Exercise aim -
Look at the entries below and restate word for word the lines from the first through the one that has "Return one point per instance of the bicycle in".

··· Raw data ···

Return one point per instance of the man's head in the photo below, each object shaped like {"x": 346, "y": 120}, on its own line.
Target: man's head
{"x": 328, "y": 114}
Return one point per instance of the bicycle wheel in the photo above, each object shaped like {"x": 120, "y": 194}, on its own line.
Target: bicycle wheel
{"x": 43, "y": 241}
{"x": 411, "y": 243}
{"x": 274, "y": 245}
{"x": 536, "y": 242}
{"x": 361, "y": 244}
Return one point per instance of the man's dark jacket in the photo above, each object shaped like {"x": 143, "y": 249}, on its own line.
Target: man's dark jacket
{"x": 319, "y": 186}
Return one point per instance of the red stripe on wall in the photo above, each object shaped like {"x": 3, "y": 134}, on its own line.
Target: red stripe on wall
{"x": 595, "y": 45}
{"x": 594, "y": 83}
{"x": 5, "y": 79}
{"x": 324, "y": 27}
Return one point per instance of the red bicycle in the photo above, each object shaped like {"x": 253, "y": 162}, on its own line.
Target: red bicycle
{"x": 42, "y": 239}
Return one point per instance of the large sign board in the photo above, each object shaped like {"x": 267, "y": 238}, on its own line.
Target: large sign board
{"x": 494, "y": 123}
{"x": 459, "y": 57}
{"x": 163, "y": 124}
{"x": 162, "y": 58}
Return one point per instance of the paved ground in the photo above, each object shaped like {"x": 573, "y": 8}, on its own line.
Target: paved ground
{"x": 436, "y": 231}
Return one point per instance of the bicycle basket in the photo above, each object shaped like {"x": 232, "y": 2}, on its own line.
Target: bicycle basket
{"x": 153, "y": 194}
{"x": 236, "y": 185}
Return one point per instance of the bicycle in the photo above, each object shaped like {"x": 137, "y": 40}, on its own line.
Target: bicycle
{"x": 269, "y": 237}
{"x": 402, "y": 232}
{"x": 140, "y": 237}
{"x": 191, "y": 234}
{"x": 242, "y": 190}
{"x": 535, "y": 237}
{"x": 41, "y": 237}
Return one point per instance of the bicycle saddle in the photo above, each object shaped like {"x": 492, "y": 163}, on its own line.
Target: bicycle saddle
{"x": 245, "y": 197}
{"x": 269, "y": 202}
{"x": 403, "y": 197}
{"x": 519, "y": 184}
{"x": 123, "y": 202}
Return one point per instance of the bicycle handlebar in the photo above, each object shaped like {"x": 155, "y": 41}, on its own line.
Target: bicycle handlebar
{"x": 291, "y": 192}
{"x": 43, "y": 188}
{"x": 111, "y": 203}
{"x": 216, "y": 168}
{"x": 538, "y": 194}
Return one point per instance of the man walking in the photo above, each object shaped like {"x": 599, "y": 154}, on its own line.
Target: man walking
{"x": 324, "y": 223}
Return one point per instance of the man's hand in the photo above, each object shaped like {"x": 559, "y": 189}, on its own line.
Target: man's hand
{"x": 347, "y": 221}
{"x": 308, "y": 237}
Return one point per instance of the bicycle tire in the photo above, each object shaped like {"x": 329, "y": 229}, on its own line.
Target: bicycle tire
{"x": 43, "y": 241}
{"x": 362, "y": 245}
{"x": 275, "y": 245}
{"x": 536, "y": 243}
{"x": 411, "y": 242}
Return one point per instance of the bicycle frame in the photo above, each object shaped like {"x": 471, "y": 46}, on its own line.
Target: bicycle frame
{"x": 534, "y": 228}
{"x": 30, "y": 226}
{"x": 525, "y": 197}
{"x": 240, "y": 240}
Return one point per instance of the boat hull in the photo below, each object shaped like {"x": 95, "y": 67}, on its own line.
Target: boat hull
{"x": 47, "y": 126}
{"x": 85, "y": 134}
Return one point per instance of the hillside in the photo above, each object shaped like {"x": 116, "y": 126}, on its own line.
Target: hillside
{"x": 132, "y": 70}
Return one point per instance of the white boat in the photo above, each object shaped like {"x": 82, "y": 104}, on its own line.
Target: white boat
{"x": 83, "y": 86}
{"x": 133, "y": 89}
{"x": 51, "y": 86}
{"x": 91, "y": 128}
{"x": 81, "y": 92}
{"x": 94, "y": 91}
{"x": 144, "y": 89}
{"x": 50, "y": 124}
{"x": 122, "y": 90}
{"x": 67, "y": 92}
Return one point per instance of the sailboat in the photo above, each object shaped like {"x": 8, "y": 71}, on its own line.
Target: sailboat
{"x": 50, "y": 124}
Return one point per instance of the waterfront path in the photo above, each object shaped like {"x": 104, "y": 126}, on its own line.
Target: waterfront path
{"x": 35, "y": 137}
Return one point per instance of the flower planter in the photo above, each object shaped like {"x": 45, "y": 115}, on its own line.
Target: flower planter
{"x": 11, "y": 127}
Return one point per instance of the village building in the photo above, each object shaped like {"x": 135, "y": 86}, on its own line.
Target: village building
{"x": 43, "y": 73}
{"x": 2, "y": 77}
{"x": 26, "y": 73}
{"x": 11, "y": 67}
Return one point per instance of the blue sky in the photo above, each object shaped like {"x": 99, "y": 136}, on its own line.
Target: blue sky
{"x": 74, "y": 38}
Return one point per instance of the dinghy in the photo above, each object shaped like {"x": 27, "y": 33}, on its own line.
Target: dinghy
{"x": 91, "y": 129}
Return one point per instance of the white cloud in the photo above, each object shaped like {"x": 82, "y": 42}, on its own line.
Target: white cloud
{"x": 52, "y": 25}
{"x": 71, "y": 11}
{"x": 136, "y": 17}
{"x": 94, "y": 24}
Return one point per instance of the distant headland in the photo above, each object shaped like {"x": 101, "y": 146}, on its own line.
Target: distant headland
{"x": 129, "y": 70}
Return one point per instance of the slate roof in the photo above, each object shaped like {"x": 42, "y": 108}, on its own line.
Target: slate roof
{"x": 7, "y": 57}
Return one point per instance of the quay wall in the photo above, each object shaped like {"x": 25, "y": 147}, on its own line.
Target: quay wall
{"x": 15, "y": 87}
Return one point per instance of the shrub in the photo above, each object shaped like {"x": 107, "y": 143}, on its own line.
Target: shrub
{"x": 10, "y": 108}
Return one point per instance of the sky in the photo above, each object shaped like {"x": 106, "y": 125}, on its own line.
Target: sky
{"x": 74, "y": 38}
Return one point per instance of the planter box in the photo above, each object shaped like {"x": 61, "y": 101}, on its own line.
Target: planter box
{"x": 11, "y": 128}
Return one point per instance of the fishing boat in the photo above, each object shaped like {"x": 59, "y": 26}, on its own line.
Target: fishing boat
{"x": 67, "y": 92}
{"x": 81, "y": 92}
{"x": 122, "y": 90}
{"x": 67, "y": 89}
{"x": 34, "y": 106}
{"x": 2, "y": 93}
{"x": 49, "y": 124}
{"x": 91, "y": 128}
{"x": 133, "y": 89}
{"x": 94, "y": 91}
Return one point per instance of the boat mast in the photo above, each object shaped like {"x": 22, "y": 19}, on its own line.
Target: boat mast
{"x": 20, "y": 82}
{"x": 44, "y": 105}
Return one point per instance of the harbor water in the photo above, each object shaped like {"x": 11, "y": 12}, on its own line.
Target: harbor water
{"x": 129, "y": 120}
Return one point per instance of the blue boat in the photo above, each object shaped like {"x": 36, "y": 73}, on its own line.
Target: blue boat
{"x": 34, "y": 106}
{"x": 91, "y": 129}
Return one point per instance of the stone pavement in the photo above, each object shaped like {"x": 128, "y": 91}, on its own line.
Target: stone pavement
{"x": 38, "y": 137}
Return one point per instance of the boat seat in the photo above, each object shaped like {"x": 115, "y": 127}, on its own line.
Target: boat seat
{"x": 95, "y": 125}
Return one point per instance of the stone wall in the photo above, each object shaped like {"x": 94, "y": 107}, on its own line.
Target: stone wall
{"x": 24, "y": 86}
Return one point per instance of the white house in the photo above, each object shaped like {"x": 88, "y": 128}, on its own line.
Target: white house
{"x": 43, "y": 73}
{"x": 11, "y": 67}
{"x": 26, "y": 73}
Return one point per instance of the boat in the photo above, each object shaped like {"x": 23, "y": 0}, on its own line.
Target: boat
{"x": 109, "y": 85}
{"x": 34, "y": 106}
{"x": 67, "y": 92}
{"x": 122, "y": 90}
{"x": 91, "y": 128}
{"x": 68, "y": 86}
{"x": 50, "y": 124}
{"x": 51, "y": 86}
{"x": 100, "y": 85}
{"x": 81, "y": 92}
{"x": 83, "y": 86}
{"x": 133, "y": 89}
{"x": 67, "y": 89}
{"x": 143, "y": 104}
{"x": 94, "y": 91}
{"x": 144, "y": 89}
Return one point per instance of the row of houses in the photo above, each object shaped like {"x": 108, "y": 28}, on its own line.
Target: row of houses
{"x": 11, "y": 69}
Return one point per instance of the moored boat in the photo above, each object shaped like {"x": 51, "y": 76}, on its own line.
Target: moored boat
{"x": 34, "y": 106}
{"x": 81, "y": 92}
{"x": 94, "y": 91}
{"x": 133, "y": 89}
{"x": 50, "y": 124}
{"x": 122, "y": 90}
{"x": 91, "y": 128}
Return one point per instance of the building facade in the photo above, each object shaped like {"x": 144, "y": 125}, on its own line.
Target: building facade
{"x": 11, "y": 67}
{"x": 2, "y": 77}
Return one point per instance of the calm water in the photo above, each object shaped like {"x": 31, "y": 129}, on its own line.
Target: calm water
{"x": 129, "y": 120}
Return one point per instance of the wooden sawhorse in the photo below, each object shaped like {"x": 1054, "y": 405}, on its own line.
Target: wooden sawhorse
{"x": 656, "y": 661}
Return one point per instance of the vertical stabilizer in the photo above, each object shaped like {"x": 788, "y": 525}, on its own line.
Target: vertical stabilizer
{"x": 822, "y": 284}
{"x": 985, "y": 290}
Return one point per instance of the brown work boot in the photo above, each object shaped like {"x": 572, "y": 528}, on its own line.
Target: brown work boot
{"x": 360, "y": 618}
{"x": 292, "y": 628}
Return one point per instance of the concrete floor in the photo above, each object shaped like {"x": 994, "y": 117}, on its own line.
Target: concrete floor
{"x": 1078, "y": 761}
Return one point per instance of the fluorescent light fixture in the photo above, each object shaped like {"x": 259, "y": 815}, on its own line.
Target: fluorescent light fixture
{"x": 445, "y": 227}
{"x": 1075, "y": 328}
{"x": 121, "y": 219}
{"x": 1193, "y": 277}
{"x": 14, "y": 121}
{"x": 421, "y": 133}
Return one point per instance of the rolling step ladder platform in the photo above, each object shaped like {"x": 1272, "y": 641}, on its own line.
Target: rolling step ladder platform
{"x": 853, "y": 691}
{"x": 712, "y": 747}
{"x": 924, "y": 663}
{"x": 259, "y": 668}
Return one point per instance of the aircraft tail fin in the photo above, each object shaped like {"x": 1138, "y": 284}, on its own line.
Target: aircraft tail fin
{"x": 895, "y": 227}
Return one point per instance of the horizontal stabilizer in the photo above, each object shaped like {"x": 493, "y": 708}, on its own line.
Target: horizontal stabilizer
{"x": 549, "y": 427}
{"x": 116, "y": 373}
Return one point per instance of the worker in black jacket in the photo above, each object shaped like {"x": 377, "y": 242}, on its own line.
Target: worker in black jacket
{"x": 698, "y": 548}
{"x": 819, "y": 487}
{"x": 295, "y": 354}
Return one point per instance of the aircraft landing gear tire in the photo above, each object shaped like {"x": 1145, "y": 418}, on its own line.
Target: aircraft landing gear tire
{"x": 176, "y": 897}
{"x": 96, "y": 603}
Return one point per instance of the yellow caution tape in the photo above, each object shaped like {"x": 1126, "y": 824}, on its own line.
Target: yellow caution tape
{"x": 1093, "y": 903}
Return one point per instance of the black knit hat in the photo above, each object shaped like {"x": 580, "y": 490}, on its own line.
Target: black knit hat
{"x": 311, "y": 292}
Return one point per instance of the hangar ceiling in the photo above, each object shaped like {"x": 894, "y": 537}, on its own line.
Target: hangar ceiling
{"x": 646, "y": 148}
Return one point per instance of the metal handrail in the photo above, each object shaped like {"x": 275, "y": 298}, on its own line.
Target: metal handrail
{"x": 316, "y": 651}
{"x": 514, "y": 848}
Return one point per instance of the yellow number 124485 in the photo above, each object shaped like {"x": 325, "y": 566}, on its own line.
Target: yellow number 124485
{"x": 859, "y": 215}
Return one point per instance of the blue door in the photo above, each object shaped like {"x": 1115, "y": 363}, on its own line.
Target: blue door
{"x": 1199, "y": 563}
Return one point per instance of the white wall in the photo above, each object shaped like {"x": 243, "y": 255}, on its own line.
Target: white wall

···

Written answer -
Return one point per instance of the man's head in the photo below, each object shaped like {"x": 346, "y": 120}, on its own line.
Target: man's head
{"x": 328, "y": 114}
Return one point per instance of the bicycle wheel in the photo above, each object shaped like {"x": 120, "y": 194}, on its own line.
Target: bicycle wheel
{"x": 43, "y": 241}
{"x": 411, "y": 243}
{"x": 274, "y": 245}
{"x": 536, "y": 242}
{"x": 361, "y": 244}
Return one point per instance of the man's dark jacket in the photo above, each object shaped like {"x": 143, "y": 249}, on its own line.
Target: man's dark jacket
{"x": 319, "y": 186}
Return one point per instance of the red stripe on wall in the photo above, each object shaped like {"x": 3, "y": 134}, on its own line.
Target: red stripe on wall
{"x": 595, "y": 45}
{"x": 594, "y": 83}
{"x": 5, "y": 79}
{"x": 324, "y": 27}
Return one point per instance of the red bicycle in the photo above, each object shaped like {"x": 253, "y": 162}, on its own line.
Target: red bicycle
{"x": 42, "y": 239}
Return one point per instance of the large sign board in the photo above, each object shaped like {"x": 267, "y": 238}, on its own line.
Target: large sign board
{"x": 494, "y": 123}
{"x": 459, "y": 57}
{"x": 163, "y": 124}
{"x": 162, "y": 58}
Return one point per instance of the paved ground in the photo above, each object shaped like {"x": 573, "y": 8}, on its own line.
Target: paved ground
{"x": 436, "y": 231}
Return one point per instance of the bicycle basket in the photo above, each object shaped like {"x": 232, "y": 2}, on its own line.
Target: bicycle basket
{"x": 153, "y": 194}
{"x": 236, "y": 185}
Return one point per instance of the bicycle in the photo above, each object shaped like {"x": 137, "y": 40}, on its own line.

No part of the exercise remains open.